═══ Texto dado ═══

El recorte de un espacio jurisdiccional en la Puna de Jujuy originalmente creado para la defensa de territorio y de sus riquezas mineras ante los avances de Charcas y Lípez también estuvo motivado por las “muchas leguas” que separan la Puna de la ciudad de Jujuy y de su Cabildo. Distancia que se presentaba como un factor que impedía la llegada de “la mano de la justicia”, al tiempo que reforzaba el reclamo de su administración local (Becerra y Estruch, 2011; Estruch, 2013, 2014, 2017). En tanto el espacio es la otra cara de la moneda del tiempo, debemos prestar atención a esta distancia que separa a la Puna de Jujuy de la ciudad desde donde se ejercían las potestades corporativas de un Cabildo con la potestad para administrar justicia en primera instancia a lo largo de “dichos términos y jurisdicción de la ciudad”.

DIÓCESIS, DIEZMOS Y HACIENDA

En este apartado nos centraremos en el extenso pleito que, a lo largo de la segunda mitad del siglo XVII, involucró al tarijeño Pablo Bernardez de Ovando y a otros vecinos de la Puna. Luego de haberse avecindado en la jurisdicción de Jujuy en 1647 (Zanolli, 2005, 2016) este originario de Tarija se instaló en la estancia de San Francisco de Aycate (Yavi) en la Puna jujeña. Un espacio que en los documentos de la época suele describirse como la “raya del Tucumán”, por haber sido el límite entre la gobernación tucumana -que comprendía a la jurisdicción de Jujuy- y Charcas. Debemos tener en cuenta que si bien las posesiones y negocios de Ovando se habían extendido en un amplio radio “desde el corazón mismo de la villa de Tarija junto a la plaza” (Madrazo, 1982: 34), su “casa poblada” estaba en la mismísima franja que, imprecisa y conflictivamente, dividía el Tucumán de Charcas. Es en esa clave que debemos leer cómo este flamante vecino de Jujuy -y por ende del Tucumán- debió atravesar un litigio por el pago de diezmos en el que, de manera conjunta con otros estancieros de la Puna, se buscó dirimir cuál era la jurisdicción eclesiástica en la que estaban comprendidas las haciendas de “la raya”. Esta extensa disputa judicial que se prolongó más de 30 años, se expresó en un pleito por linderos entre el Arzobispado de Charcas y su sede sufragánea, el Obispado del Tucumán, en el que quedó involucrada la estancia de Ovando[5].

Extracto de mapa del Sur de Charcas confeccionado en la primera mitad del siglo XVII. Se resaltan los puntos de interés tanto de uno como del otro lado de la línea doble punteada que señala los límites del obispado de Tucumán (Fuente: Mapa La province de Potosí dans le Haut-Pérou. Colección Klaproth GE DD 2983 (4). Biblioteca Nacional de París Imagen cedida por Ventura y Oliveto.

═══ Datos proporcionados ═══

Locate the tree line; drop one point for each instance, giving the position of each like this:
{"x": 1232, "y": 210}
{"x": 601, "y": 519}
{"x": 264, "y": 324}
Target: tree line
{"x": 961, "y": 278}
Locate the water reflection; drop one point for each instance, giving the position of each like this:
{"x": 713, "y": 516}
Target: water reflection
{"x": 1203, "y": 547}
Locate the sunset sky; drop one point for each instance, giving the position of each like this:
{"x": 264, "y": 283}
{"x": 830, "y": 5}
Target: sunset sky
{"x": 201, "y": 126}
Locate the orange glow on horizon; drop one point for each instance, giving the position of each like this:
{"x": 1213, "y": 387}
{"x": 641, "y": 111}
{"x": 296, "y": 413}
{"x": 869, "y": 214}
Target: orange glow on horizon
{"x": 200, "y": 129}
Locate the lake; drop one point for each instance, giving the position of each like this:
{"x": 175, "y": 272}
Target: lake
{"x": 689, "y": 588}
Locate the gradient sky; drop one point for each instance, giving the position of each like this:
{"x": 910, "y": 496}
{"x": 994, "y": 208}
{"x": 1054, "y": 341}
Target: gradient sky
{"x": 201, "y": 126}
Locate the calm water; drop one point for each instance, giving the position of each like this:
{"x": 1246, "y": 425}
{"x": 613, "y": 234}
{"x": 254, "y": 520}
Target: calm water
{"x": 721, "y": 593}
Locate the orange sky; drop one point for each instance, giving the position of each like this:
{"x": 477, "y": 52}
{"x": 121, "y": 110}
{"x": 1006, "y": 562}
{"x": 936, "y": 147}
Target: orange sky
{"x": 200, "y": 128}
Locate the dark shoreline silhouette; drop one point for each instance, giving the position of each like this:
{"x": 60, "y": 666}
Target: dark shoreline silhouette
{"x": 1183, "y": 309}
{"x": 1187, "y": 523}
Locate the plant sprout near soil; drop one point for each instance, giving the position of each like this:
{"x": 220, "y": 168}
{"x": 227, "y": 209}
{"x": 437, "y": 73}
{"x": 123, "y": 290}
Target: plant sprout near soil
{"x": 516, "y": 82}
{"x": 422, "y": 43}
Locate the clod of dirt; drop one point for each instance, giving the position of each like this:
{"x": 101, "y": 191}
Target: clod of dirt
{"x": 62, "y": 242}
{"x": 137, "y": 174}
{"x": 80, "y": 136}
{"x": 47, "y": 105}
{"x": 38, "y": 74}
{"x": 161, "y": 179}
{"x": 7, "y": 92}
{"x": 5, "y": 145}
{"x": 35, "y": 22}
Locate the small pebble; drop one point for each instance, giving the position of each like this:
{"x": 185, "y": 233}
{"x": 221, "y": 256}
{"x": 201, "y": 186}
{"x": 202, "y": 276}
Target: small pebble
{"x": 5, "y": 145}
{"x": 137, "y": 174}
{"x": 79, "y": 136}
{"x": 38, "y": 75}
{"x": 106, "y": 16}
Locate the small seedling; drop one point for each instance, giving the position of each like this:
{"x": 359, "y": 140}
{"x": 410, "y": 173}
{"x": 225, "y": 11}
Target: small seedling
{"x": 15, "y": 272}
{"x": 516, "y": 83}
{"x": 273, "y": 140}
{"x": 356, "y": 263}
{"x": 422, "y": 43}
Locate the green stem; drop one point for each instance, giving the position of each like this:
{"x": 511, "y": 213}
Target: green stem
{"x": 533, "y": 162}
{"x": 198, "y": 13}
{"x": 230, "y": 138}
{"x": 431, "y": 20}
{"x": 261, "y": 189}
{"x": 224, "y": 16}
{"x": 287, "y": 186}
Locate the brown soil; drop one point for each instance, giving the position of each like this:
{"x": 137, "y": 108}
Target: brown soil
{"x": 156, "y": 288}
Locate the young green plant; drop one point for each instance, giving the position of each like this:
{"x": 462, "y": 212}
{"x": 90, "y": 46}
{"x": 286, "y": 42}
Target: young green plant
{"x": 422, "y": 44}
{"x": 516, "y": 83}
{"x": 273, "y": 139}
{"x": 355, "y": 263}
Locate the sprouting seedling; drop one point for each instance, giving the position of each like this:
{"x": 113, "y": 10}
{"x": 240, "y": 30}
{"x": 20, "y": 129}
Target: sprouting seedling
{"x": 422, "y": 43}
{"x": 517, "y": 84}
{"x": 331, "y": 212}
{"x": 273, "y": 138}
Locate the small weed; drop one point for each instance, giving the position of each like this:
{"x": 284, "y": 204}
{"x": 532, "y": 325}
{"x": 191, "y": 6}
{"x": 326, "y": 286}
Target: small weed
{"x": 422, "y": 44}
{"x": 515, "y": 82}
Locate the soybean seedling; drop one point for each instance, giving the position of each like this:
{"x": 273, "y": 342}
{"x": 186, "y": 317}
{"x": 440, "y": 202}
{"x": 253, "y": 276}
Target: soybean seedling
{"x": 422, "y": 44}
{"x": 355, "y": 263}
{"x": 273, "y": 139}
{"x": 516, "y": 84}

═══

Según el texto dado, ¿en qué estancia se instaló Pablo Bernardez de Ovando? Responde con una sola frase, por favor.

Se instaló en la estancia de San Francisco de Aycate (Yavi), en la Puna jujeña.